=== YOUR OBJECTIVE ===
Retype all of the entries word for word.

[START MATERIALS PROVIDED]

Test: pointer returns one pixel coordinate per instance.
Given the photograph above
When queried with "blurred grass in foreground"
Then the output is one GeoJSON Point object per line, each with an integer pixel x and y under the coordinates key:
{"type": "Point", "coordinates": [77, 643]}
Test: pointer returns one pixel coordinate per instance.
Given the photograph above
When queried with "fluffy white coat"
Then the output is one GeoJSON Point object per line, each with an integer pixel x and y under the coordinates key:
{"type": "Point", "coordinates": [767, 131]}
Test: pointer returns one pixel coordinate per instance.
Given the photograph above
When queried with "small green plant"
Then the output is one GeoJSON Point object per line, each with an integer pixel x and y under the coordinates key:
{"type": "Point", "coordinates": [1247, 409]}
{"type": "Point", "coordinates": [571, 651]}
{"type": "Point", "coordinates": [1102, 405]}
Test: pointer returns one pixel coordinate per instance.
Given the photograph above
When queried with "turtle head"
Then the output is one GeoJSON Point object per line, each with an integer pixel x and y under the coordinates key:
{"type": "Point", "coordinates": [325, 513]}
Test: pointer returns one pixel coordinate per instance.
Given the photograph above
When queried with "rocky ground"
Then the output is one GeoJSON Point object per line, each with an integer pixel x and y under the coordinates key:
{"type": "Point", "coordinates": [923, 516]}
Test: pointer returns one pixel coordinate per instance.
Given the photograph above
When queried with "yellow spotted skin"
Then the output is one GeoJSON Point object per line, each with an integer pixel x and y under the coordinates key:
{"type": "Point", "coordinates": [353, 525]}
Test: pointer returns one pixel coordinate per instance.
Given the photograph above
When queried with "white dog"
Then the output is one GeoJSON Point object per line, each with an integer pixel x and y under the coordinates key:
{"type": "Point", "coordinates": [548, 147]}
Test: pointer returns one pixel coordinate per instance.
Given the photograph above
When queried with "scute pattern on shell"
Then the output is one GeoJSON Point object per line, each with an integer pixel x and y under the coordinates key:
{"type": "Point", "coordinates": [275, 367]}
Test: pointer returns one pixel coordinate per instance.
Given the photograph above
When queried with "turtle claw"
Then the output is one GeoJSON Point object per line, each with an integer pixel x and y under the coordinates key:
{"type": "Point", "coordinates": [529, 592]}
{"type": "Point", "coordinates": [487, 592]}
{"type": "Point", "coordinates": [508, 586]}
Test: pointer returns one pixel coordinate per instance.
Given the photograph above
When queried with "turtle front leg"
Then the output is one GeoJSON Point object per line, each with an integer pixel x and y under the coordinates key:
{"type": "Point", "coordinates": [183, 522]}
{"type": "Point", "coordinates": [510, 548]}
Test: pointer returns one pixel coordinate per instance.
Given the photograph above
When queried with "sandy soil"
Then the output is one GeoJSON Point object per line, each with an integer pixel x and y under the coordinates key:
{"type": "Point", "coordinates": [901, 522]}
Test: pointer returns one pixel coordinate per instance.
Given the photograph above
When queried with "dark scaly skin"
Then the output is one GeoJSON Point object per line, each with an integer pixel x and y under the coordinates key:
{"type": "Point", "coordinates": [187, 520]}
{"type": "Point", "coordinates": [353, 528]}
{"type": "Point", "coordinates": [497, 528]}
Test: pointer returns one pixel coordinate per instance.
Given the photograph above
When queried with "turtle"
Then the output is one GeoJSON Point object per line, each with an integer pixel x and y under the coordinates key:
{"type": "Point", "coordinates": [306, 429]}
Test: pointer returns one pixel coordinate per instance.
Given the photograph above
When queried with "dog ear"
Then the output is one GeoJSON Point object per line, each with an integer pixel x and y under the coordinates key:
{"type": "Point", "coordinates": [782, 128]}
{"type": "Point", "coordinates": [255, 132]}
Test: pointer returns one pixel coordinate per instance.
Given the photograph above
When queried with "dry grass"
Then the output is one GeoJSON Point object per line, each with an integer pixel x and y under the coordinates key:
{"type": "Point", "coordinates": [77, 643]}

[END MATERIALS PROVIDED]

=== ANSWER TO THIS TASK ===
Test: pointer returns one pixel coordinate per instance.
Given the photograph above
When queried with "blurred grass in foreground"
Then the output is one GeoJSON Point object per line, each with an integer pixel x and y under the coordinates key:
{"type": "Point", "coordinates": [77, 643]}
Test: pointer returns one pixel coordinate per instance.
Given the photograph above
When queried with "fluffy white coat"
Then the output is one GeoJSON Point object per line, each with an integer pixel x and y under the coordinates key:
{"type": "Point", "coordinates": [767, 131]}
Test: pointer returns one pixel coordinate per instance.
Given the photograph above
When queried with "small green plant"
Then the output is one GeoJSON Point object per line, each with an integer pixel x and y under the coordinates key:
{"type": "Point", "coordinates": [1247, 409]}
{"type": "Point", "coordinates": [571, 651]}
{"type": "Point", "coordinates": [1102, 405]}
Test: pointer returns one pixel coordinate per instance.
Given the photograph above
When queried with "turtle head"
Then the output is one GeoJSON Point object per line, each with an integer pixel x and y under the coordinates key:
{"type": "Point", "coordinates": [325, 513]}
Test: pointer returns one pixel coordinate per instance.
Given the photograph above
When queried with "rocky ground"
Then the output is one GeoJSON Point object per line, each with an integer pixel x and y under the coordinates key:
{"type": "Point", "coordinates": [923, 516]}
Test: pointer returns one pixel coordinate per instance.
Given the photograph above
When queried with "yellow spotted skin"
Then the output is one GeoJSON Point object per line, each with an integer pixel x and y under the coordinates key:
{"type": "Point", "coordinates": [353, 525]}
Test: pointer returns one pixel coordinate per instance.
Given the photograph above
When queried with "white dog"
Then the output is one GeoJSON Point object per line, each with an integer pixel x and y under the coordinates key:
{"type": "Point", "coordinates": [548, 147]}
Test: pointer returns one pixel coordinate per instance.
Given the photograph above
When queried with "scute pattern on shell"
Then the output is one GeoJSON Point object per line, each with an integer pixel x and y under the coordinates key:
{"type": "Point", "coordinates": [275, 367]}
Test: pointer returns one pixel coordinate per instance.
Given the photograph above
When queried with "turtle claw"
Then the output is one GeoJSON Point object per line, each with an integer pixel x and y under the coordinates key:
{"type": "Point", "coordinates": [529, 592]}
{"type": "Point", "coordinates": [487, 592]}
{"type": "Point", "coordinates": [508, 586]}
Test: pointer returns one pixel coordinate per instance.
Given the photograph above
When queried with "turtle front leg"
Then the output is one GeoJSON Point object per line, each with an integer pixel x and y under the coordinates key:
{"type": "Point", "coordinates": [183, 522]}
{"type": "Point", "coordinates": [510, 548]}
Test: pointer returns one pixel coordinate per instance.
Given the photograph above
When queried with "sandy soil"
Then the output is one GeoJSON Point object per line, each with an integer pixel x and y under the coordinates key:
{"type": "Point", "coordinates": [901, 522]}
Test: pointer returns one pixel coordinate per instance.
Given the photograph above
When queried with "dark scaly skin"
Then the output is one GeoJSON Point object per line, each with an integer pixel x and y under the coordinates key:
{"type": "Point", "coordinates": [187, 520]}
{"type": "Point", "coordinates": [353, 528]}
{"type": "Point", "coordinates": [497, 528]}
Test: pointer returns one pixel coordinate per instance.
Given the photograph above
When queried with "turtle"
Then the output is one GeoJSON Point object per line, each with an integer pixel x and y under the coordinates key:
{"type": "Point", "coordinates": [306, 429]}
Test: pointer returns one pixel coordinate per instance.
Given the photograph above
When queried with "dog ear"
Then the output is one GeoJSON Point object per line, each with an integer pixel x and y under the coordinates key:
{"type": "Point", "coordinates": [782, 128]}
{"type": "Point", "coordinates": [255, 132]}
Test: pointer returns one pixel coordinate per instance.
Given the photograph above
When queried with "dry grass"
Then the output is one GeoJSON Point object per line, each with an integer pixel x and y under the coordinates key:
{"type": "Point", "coordinates": [77, 643]}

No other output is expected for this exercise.